:: EXERCISE INPUT ::

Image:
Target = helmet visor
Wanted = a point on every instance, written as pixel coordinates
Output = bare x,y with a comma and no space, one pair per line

:::
:: EXERCISE INPUT ::

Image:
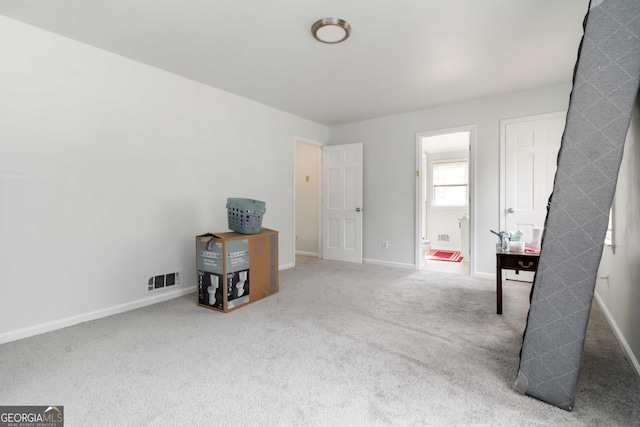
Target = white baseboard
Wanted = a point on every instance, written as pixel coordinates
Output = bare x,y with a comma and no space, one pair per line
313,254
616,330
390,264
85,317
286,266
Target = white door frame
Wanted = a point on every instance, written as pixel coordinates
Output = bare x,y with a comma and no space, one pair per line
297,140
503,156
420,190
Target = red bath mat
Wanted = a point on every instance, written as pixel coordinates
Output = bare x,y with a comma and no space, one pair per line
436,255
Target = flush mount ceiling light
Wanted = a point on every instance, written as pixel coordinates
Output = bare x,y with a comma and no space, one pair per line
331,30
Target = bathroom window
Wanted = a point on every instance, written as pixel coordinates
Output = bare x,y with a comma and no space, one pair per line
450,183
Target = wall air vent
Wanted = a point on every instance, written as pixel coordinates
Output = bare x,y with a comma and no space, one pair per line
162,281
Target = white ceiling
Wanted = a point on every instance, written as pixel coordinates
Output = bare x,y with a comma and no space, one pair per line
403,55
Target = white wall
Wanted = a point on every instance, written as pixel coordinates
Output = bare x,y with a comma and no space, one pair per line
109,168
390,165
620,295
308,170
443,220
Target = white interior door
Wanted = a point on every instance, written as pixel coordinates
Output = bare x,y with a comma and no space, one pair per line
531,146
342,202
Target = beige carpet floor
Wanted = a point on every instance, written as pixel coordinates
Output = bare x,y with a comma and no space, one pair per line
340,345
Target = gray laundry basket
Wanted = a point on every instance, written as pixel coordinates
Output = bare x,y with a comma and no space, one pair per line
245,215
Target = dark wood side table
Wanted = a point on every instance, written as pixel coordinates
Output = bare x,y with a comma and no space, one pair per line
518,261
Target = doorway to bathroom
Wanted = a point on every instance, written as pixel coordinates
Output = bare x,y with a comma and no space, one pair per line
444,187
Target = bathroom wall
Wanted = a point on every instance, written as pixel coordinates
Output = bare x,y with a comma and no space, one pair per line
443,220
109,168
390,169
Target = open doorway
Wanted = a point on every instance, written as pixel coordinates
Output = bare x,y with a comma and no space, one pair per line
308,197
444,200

:::

**AIM OF THE EXERCISE**
Show each of the lines above that contains the string "doorway". Case matters.

**FULL SOLUTION**
Target = doorway to bathroom
Target = open doorway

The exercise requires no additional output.